_LESETEXT_
--------------------------------

Mitten im Predigttext kommen dann die Worte: Ich aber sagte: »Ich habe mich vergeblich bemüht, für nichts und wieder nichts meine Kraft vertan.«
Ich denke, dieses Gefühl kennen wir alle. Da haben wir uns alle Mühe gegeben für einen Familiengottesdienst und alles vorbereitet, eingeladen und am Ende dann kommen wenige Kinder. Die Enttäuschung ist groß. Oder die Suche nach Ehrenamtlichen in der Gemeinde ist mühsam geworden, da einige so viel machen und an ihre Grenzen kommen und andere sich nicht einspannen lassen wollen. Das ist auch ein Problem unserer Zeit. Und dann schauen wir auf die Zahl der Menschen, die sich von der Kirche ganz abwenden. Das kann mutlos und traurig machen. In der Bibel gibt es dazu auch Beispiele, wie Diener Gottes – Gottes Knechte an ihren Aufgaben zu zerbrechen drohen. Denken wir an Mose, der das Volk Israel durch die Wüste führte und der auf dem Berg Sinai die Zehn Gebote empfing, während das Volk ein goldenes Kalb errichtete und es anbetete. Und Mose sagte: Warum Gott, tust du mir das an? Oder Elia unter dem Ginsterbusch, der am Ende seiner Kräfte war und nicht mehr leben wollte. Gott aber wendet sich nicht von uns ab. Er rechnet nicht mit uns nach unserer Leistung ab, wie z. B. ein Großbauer seinen Knecht beurteilt. Gott kann aus unserem Mist Dünger machen, so hat es Pfarrer Jörg Arndt einmal gesagt. Er kann das Schlechte, den Misserfolg und unser Ende in einen Neuanfang verwandeln. Das gibt uns Mut.
Und am Ende erkennen wir, dass Gott den Gottesknecht zu einem Licht für die Völker machen wird. »Bis ans Ende der Erde reicht meine Rettung.« Gottes große Liebe zu uns seinen Geschöpfen überwindet alle Grenzen und kommt zu allen Völkern. Es gibt keine Trennung mehr zwischen Juden und Heiden. Wir selbst ziehen immer wieder Grenzen zwischen uns und anderen. Wir denken gern in Kategorien und machen unsere Schubladen auf für alle, die anders sind als wir. Der Gottesknecht bekommt die Berufung: Licht der Welt zu sein. Und in diesem Gottesknecht erkennen wir Jesus Christus, den Messias und Sohn Gottes. Jesus ist als ein Licht zu uns in diese Welt gekommen und ist die fleischgewordene Liebe Gottes. Jesaja beschreibt das Leben Jesu und nimmt uns mit hinein in die Heilsgeschichte.

--------------------------------

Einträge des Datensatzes

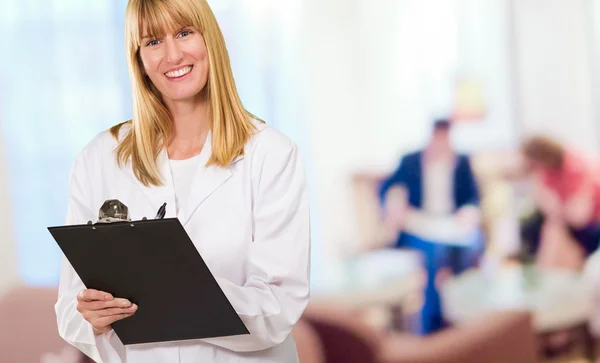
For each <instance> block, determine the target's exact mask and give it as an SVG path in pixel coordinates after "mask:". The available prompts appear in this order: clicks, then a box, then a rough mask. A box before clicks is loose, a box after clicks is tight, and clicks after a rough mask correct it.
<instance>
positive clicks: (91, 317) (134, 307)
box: [77, 289, 137, 335]
mask: <svg viewBox="0 0 600 363" xmlns="http://www.w3.org/2000/svg"><path fill="white" fill-rule="evenodd" d="M77 311H79V312H80V313H81V315H83V318H84V319H85V320H87V321H88V322H89V323H90V324H92V327H93V328H94V333H95V334H96V335H99V334H104V333H108V332H109V331H110V330H111V329H112V327H111V325H112V323H114V322H115V321H117V320H121V319H125V318H128V317H130V316H131V315H133V314H134V313H135V312H136V311H137V305H135V304H132V303H131V302H130V301H129V300H127V299H120V298H115V297H113V296H112V295H111V294H109V293H107V292H104V291H98V290H94V289H86V290H82V291H80V292H79V294H77Z"/></svg>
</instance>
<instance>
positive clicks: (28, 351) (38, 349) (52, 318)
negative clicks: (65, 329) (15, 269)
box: [0, 286, 83, 363]
mask: <svg viewBox="0 0 600 363" xmlns="http://www.w3.org/2000/svg"><path fill="white" fill-rule="evenodd" d="M56 298H57V289H55V288H33V287H25V286H19V287H16V288H14V289H12V290H10V291H9V292H7V293H6V294H5V295H4V296H2V297H1V298H0V323H1V324H2V327H1V328H0V356H2V358H1V361H2V363H40V362H41V361H42V358H43V357H50V358H48V359H50V360H51V359H52V358H51V357H52V356H58V357H61V356H62V357H64V356H70V357H76V356H80V357H81V359H83V354H80V353H76V354H70V353H67V352H68V350H70V349H75V348H71V346H70V345H68V344H67V343H66V342H65V341H64V340H63V339H62V338H61V337H60V336H59V335H58V328H57V325H56V315H55V312H54V304H55V303H56ZM64 363H67V362H64Z"/></svg>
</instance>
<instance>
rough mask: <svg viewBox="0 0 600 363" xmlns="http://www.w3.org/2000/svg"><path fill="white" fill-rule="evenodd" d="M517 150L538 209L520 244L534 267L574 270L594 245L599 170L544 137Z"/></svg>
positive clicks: (526, 141) (599, 240)
mask: <svg viewBox="0 0 600 363" xmlns="http://www.w3.org/2000/svg"><path fill="white" fill-rule="evenodd" d="M521 149H522V154H523V157H524V160H525V166H526V169H527V171H528V173H529V175H531V176H532V178H533V181H534V201H535V204H536V207H537V209H538V212H537V213H535V214H534V216H533V217H531V218H529V219H528V220H527V221H526V222H525V223H524V224H523V226H522V228H521V235H522V238H523V240H524V241H525V243H527V244H529V249H530V252H532V253H535V254H536V255H537V260H538V262H539V263H540V264H542V265H551V266H555V267H565V268H571V269H579V268H581V267H582V264H583V262H584V260H585V258H586V257H587V256H589V255H590V254H592V253H593V252H594V251H595V250H596V249H597V247H598V243H599V242H600V170H599V169H598V167H597V166H595V165H594V164H593V163H590V162H589V161H588V160H586V159H585V158H583V157H581V156H580V155H579V154H578V153H576V152H574V151H573V150H569V149H568V148H565V147H564V146H563V145H562V144H560V143H559V142H557V141H556V140H554V139H552V138H549V137H545V136H535V137H532V138H530V139H529V140H527V141H526V142H525V143H524V144H523V146H522V148H521Z"/></svg>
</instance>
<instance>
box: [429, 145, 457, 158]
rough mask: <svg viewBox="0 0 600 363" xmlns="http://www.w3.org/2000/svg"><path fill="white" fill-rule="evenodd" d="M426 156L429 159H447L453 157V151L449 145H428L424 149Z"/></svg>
mask: <svg viewBox="0 0 600 363" xmlns="http://www.w3.org/2000/svg"><path fill="white" fill-rule="evenodd" d="M425 155H426V158H427V159H428V160H430V161H437V160H447V159H448V160H449V159H451V158H453V157H454V151H453V150H452V148H450V147H446V146H437V147H433V146H432V145H430V146H429V147H428V148H427V149H426V151H425Z"/></svg>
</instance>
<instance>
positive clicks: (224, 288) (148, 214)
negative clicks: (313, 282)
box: [55, 0, 310, 363]
mask: <svg viewBox="0 0 600 363" xmlns="http://www.w3.org/2000/svg"><path fill="white" fill-rule="evenodd" d="M126 43H127V50H128V52H127V56H128V67H129V74H130V78H131V86H132V87H131V88H132V93H133V102H134V107H133V110H134V111H133V118H132V120H130V121H128V122H125V123H122V124H119V125H117V126H115V127H113V128H112V129H111V130H110V131H106V132H103V133H101V134H99V135H98V136H97V137H96V138H95V139H94V140H92V141H91V142H90V143H89V144H88V145H87V146H86V147H85V149H84V150H83V151H82V152H81V153H80V154H79V155H78V157H77V158H76V160H75V162H74V166H73V169H72V172H71V181H70V196H69V208H68V217H67V224H85V223H87V221H89V220H95V217H96V216H97V213H98V208H99V207H100V206H101V205H102V204H103V202H104V201H105V200H107V199H119V200H121V201H123V202H124V203H125V204H126V205H127V206H128V207H129V210H130V211H131V212H132V213H133V217H132V218H141V217H142V216H153V215H154V213H156V210H157V209H158V206H160V205H161V204H162V203H163V202H164V201H167V202H168V204H167V211H166V214H167V215H166V217H170V218H172V217H178V218H179V219H180V220H181V222H182V224H183V226H184V227H185V229H186V231H187V233H188V234H189V236H190V238H191V240H192V241H193V242H194V245H195V246H196V247H197V248H198V250H199V251H200V252H201V254H202V257H203V258H204V260H205V262H206V264H207V265H208V266H209V268H210V269H211V272H212V273H213V275H214V276H215V278H216V280H217V282H218V283H219V286H220V287H221V289H222V290H223V292H224V294H225V295H226V297H227V298H228V299H229V301H230V303H231V304H232V306H233V308H234V309H235V310H236V312H237V313H238V315H239V316H240V318H241V320H242V321H243V322H244V324H245V326H246V327H247V328H248V330H249V332H250V334H249V335H240V336H232V337H220V338H211V339H201V340H190V341H185V342H177V341H175V342H168V343H156V344H155V343H150V344H142V345H128V346H124V345H123V344H122V343H121V341H120V340H119V337H118V335H117V334H116V333H115V332H114V331H113V330H112V326H111V324H112V323H114V322H115V321H117V320H120V319H127V318H128V317H130V316H132V315H133V314H135V312H136V311H137V309H138V307H137V306H136V305H135V304H132V303H131V302H130V301H129V300H127V299H124V298H122V297H116V296H113V295H112V294H111V292H110V291H106V292H104V291H97V290H94V289H92V288H93V286H92V287H90V289H86V287H85V286H84V284H83V283H82V282H81V280H80V279H79V277H78V276H77V274H76V272H75V271H74V270H73V268H72V266H71V265H70V264H69V262H68V261H67V260H66V259H64V258H63V267H62V271H61V277H60V285H59V296H58V302H57V303H56V307H55V308H56V314H57V318H58V328H59V333H60V335H61V336H62V337H63V338H64V339H65V340H66V341H67V342H69V343H70V344H72V345H73V346H75V347H77V348H79V349H80V350H81V351H82V352H84V353H85V354H86V355H88V356H89V357H91V358H92V359H94V360H95V361H97V362H104V363H118V362H125V361H126V362H128V363H154V362H169V363H175V362H182V363H192V362H194V363H195V362H233V361H235V362H240V363H242V362H261V363H268V362H272V363H276V362H277V363H282V362H283V363H287V362H289V363H291V362H298V356H297V352H296V347H295V343H294V341H293V338H292V336H291V334H290V333H291V331H292V329H293V327H294V325H295V324H296V323H297V321H298V320H299V318H300V316H301V315H302V313H303V311H304V308H305V307H306V305H307V302H308V297H309V250H310V240H309V219H308V218H309V216H308V198H307V191H306V186H305V180H304V169H303V164H302V162H301V159H300V155H299V151H298V149H297V147H296V145H295V144H294V143H293V142H292V141H290V139H288V138H287V137H285V136H284V135H282V134H280V133H279V132H277V131H275V130H274V129H272V128H269V127H268V126H266V125H265V124H264V123H263V122H262V121H260V120H258V119H257V118H256V117H254V116H253V115H252V114H250V113H249V112H248V111H246V110H245V109H244V107H243V106H242V103H241V101H240V99H239V96H238V93H237V91H236V88H235V83H234V79H233V74H232V70H231V66H230V62H229V57H228V54H227V50H226V47H225V42H224V39H223V35H222V33H221V30H220V29H219V26H218V24H217V22H216V19H215V17H214V15H213V13H212V11H211V9H210V7H209V5H208V3H207V2H206V0H162V1H159V0H156V1H146V0H130V1H129V3H128V5H127V10H126ZM136 216H137V217H136ZM165 242H168V241H165ZM82 243H85V241H82ZM107 263H108V264H109V263H110V261H107ZM172 298H173V299H177V298H178V297H177V296H173V297H172ZM139 308H140V309H144V307H143V306H139ZM165 314H168V312H165ZM159 318H160V317H157V319H159Z"/></svg>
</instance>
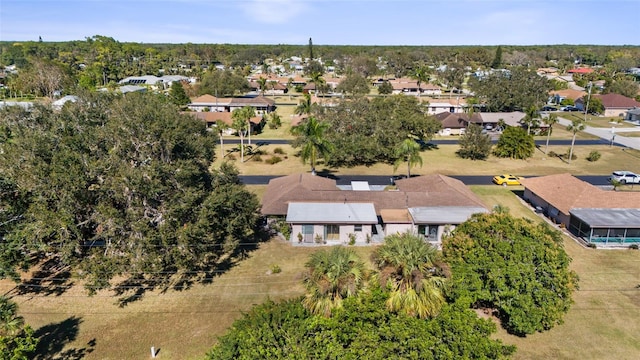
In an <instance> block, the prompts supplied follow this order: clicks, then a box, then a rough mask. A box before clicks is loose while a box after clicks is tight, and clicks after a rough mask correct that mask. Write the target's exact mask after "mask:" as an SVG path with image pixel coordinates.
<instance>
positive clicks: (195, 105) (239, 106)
mask: <svg viewBox="0 0 640 360" xmlns="http://www.w3.org/2000/svg"><path fill="white" fill-rule="evenodd" d="M245 106H251V107H253V108H254V109H255V111H256V113H257V114H264V113H270V112H272V111H275V109H276V102H275V100H273V99H269V98H266V97H264V96H262V95H260V96H256V97H235V98H217V97H215V96H212V95H208V94H205V95H202V96H199V97H197V98H194V99H192V100H191V103H190V104H189V105H187V108H188V109H190V110H192V111H196V112H201V111H213V112H216V111H218V112H232V111H233V110H235V109H239V108H243V107H245Z"/></svg>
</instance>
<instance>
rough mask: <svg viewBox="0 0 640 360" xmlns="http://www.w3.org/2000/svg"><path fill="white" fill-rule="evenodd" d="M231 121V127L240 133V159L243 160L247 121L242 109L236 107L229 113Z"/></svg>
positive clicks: (241, 160)
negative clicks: (230, 117)
mask: <svg viewBox="0 0 640 360" xmlns="http://www.w3.org/2000/svg"><path fill="white" fill-rule="evenodd" d="M231 118H232V119H233V123H232V124H231V127H232V128H233V129H234V130H236V131H237V132H238V135H240V161H241V162H244V132H245V131H246V130H247V121H246V119H245V112H244V111H243V109H236V110H234V111H233V113H231Z"/></svg>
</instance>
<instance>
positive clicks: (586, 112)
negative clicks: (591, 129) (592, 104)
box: [584, 81, 593, 122]
mask: <svg viewBox="0 0 640 360" xmlns="http://www.w3.org/2000/svg"><path fill="white" fill-rule="evenodd" d="M591 86H593V84H592V83H591V81H589V95H587V106H585V108H584V122H587V113H588V112H589V101H590V100H591Z"/></svg>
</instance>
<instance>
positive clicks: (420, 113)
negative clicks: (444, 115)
mask: <svg viewBox="0 0 640 360" xmlns="http://www.w3.org/2000/svg"><path fill="white" fill-rule="evenodd" d="M317 117H318V120H320V121H324V122H326V123H328V124H329V125H330V126H329V127H328V129H327V134H326V136H327V138H329V139H331V142H332V143H333V144H334V146H335V151H334V152H333V154H332V156H331V159H330V160H329V164H330V165H331V166H356V165H372V164H375V163H377V162H386V163H389V164H393V163H394V162H395V161H396V160H397V159H398V158H401V157H402V155H401V154H398V153H396V152H395V151H394V150H395V149H396V148H398V146H399V144H400V143H401V142H402V141H403V140H405V139H407V138H410V137H411V138H419V139H424V140H429V139H431V138H432V137H433V135H434V134H435V133H436V132H437V131H438V130H440V127H441V124H440V122H438V121H437V120H435V119H434V118H433V117H431V116H429V115H427V105H424V104H421V103H420V102H418V99H416V98H415V97H413V96H404V95H394V96H389V97H384V98H374V99H367V98H358V99H353V100H350V101H343V102H341V103H340V104H339V105H338V106H336V107H332V108H327V109H324V111H322V112H321V113H320V114H318V115H317Z"/></svg>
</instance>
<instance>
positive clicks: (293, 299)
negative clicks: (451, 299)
mask: <svg viewBox="0 0 640 360" xmlns="http://www.w3.org/2000/svg"><path fill="white" fill-rule="evenodd" d="M387 299H388V294H387V293H385V292H384V291H383V290H381V289H380V288H379V287H377V288H374V289H372V290H371V291H369V292H365V293H363V294H362V295H361V296H359V297H358V298H355V297H353V298H348V299H345V301H344V306H343V307H342V308H341V309H337V310H336V311H335V313H334V314H333V315H332V316H331V317H330V318H324V317H314V316H311V315H310V314H309V313H308V312H307V311H306V310H305V309H304V307H303V306H302V304H301V301H300V299H293V300H289V301H285V302H282V303H274V302H272V301H268V302H267V303H265V304H262V305H259V306H257V307H255V308H253V309H252V310H251V311H250V312H249V313H247V314H245V315H244V316H243V317H242V318H241V319H239V320H237V321H236V322H235V323H234V325H233V327H232V328H231V329H230V330H229V332H228V333H227V334H225V335H224V336H222V337H221V338H220V339H219V342H218V344H217V345H216V346H215V347H213V349H212V350H211V351H210V352H209V353H208V354H207V356H208V358H209V359H212V360H213V359H216V360H224V359H234V360H235V359H353V360H355V359H372V360H382V359H416V360H417V359H424V360H436V359H457V358H464V359H487V358H489V359H504V358H508V357H509V355H510V354H512V353H513V352H514V351H515V347H513V346H507V345H504V344H502V342H501V341H500V340H493V339H491V338H490V335H491V334H492V333H493V332H495V324H493V323H492V322H490V321H489V320H483V319H480V318H478V316H477V315H476V314H475V313H474V312H473V311H472V310H469V309H465V308H463V307H461V306H459V305H456V304H453V305H446V306H445V307H444V308H442V310H441V312H440V314H439V315H438V316H437V317H435V318H434V319H431V320H422V319H418V318H414V317H410V316H406V315H402V314H394V313H390V312H388V311H387V310H386V309H385V302H386V301H387Z"/></svg>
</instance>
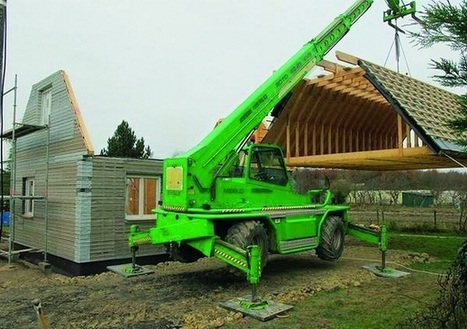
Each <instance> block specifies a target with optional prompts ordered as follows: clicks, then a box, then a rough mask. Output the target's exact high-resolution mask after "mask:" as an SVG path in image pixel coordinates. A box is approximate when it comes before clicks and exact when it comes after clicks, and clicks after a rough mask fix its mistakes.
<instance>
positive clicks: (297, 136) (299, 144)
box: [295, 120, 300, 157]
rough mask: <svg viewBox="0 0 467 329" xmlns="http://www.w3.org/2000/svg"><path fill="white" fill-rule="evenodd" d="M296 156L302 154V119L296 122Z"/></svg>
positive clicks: (295, 129)
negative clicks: (301, 153)
mask: <svg viewBox="0 0 467 329" xmlns="http://www.w3.org/2000/svg"><path fill="white" fill-rule="evenodd" d="M295 156H297V157H298V156H300V120H297V122H296V124H295Z"/></svg>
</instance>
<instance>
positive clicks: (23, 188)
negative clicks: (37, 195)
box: [22, 177, 36, 217]
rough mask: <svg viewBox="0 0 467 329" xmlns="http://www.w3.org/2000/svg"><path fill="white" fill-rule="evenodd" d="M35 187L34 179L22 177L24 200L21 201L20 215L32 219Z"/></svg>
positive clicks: (33, 215) (34, 192)
mask: <svg viewBox="0 0 467 329" xmlns="http://www.w3.org/2000/svg"><path fill="white" fill-rule="evenodd" d="M31 183H32V184H31ZM35 186H36V182H35V179H34V177H23V196H24V200H23V209H22V215H23V216H24V217H34V196H35ZM31 190H32V191H31Z"/></svg>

--------------------------------

_ZIEL DER ÜBUNG_
Setze die Predigt über den Gottesknecht im Anschluss an ihren letzten Satz fort.

_ERGEBNIS DER ÜBUNG_
Wir können das Gottesknechtslied mitsingen und dankbar sein, dass Gott mit uns ist – auch in unseren Krisenzeiten unserer Tage. Wir sollten aufmerksam sein und genau hören, was Gott uns heute sagen möchte. In der Bibel ist immer wieder von Wüstenerfahrungen die Rede. Aus der Einkehr und der Stille kann Neues aufbrechen und wachsen. Noch ist es für uns nicht erkennbar. Wir dürfen aber darauf hoffen und vertrauen, dass Gott uns nicht allein lässt. Er ist mit uns unterwegs und kann aus allem, was zerbricht, Neues schaffen. Mit Worten aus dem Messias von Georg Friedrich Händel möchte ich die Predigt beenden. Sie spiegelt die Erwartung auf den kommenden Herrn wieder.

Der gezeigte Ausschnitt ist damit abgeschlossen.